YOUR TASK >> Print every one of the following rows verbatim, leaving out any pictures.

──────── INPUT ROWS

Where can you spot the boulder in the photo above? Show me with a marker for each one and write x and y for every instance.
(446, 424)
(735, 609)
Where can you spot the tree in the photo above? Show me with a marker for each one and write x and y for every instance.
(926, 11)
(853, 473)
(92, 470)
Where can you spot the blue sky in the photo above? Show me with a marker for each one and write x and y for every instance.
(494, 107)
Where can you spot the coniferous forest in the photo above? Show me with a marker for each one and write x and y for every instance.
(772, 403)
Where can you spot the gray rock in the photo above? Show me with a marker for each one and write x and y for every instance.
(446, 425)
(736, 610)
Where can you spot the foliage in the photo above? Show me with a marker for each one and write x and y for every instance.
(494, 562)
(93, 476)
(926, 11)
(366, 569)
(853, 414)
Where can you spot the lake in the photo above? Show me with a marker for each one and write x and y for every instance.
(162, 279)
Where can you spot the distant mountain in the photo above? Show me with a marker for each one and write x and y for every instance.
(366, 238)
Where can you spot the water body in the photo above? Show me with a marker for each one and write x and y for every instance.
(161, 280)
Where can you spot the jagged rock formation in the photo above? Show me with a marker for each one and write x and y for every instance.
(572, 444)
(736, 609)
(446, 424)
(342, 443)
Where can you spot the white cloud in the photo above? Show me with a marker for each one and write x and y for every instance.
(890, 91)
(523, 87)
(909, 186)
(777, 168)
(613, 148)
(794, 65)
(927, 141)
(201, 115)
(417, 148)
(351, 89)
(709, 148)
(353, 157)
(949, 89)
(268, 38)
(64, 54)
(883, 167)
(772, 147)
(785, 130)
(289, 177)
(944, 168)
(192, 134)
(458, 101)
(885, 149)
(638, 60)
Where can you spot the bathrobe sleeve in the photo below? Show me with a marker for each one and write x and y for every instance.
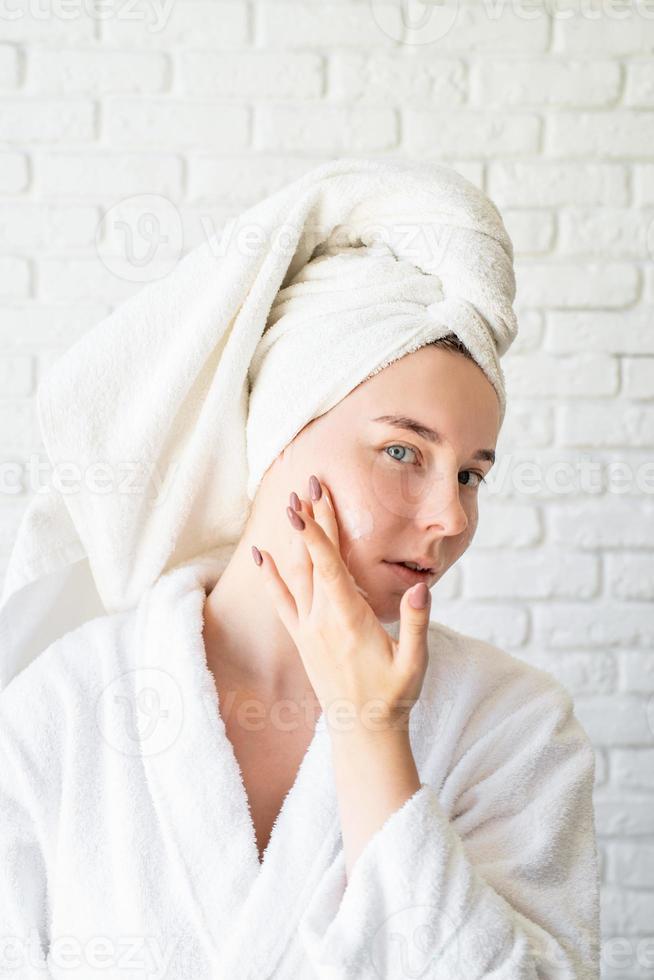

────────────────

ANSWER TO THE PROBLEM >>
Where can you spot the boulder in the photo above? Show me with a marker for each one and write x and y for every instance.
(446, 424)
(735, 609)
Where can you spot the tree in the photo above? Show me with a marker for each one and write x and y for every instance.
(926, 11)
(853, 473)
(92, 470)
Where can you spot the blue sky in the photo above? Show me with a marker for each one and write x and y for every instance.
(494, 107)
Where can you spot the coniferous forest in the photo above? Show me with a marker for each one and write x and y for every instance.
(772, 403)
Where can you spot the gray rock in the photo above? Show me with a marker for each one and write x and y for every instance.
(446, 425)
(736, 610)
Where can you spot the foliage in the photo above? Show me with a marker for each one and write x and y for every instance.
(494, 562)
(93, 476)
(926, 11)
(366, 569)
(853, 414)
Where can you spot the lake in the photo above? Show me with a marker for each one and write x and y for every instance.
(162, 279)
Where can you spot the distant mountain in the photo above? Show me with a marker for each one and write x and y for every instance.
(366, 238)
Where can you spot the water body in the photo above? Show me with a marker for each one and write x and y for every instance.
(161, 280)
Where can you spot the jagged rock formation in the photo above? Show me with a marker for each one and write x and y for every instance.
(572, 444)
(736, 609)
(446, 424)
(342, 443)
Where can you spot the white cloud in the photo above? Show me with a marker for each one and write x and y for every instance.
(890, 91)
(523, 87)
(909, 186)
(777, 168)
(613, 148)
(794, 65)
(927, 141)
(201, 115)
(417, 148)
(351, 89)
(709, 148)
(353, 157)
(949, 89)
(268, 38)
(64, 54)
(883, 167)
(772, 147)
(785, 130)
(289, 177)
(944, 168)
(192, 134)
(458, 101)
(885, 149)
(638, 60)
Where can you spot the bathrobe sleeve in the photo below? Show me with a marker for each one and write x and y for every instance.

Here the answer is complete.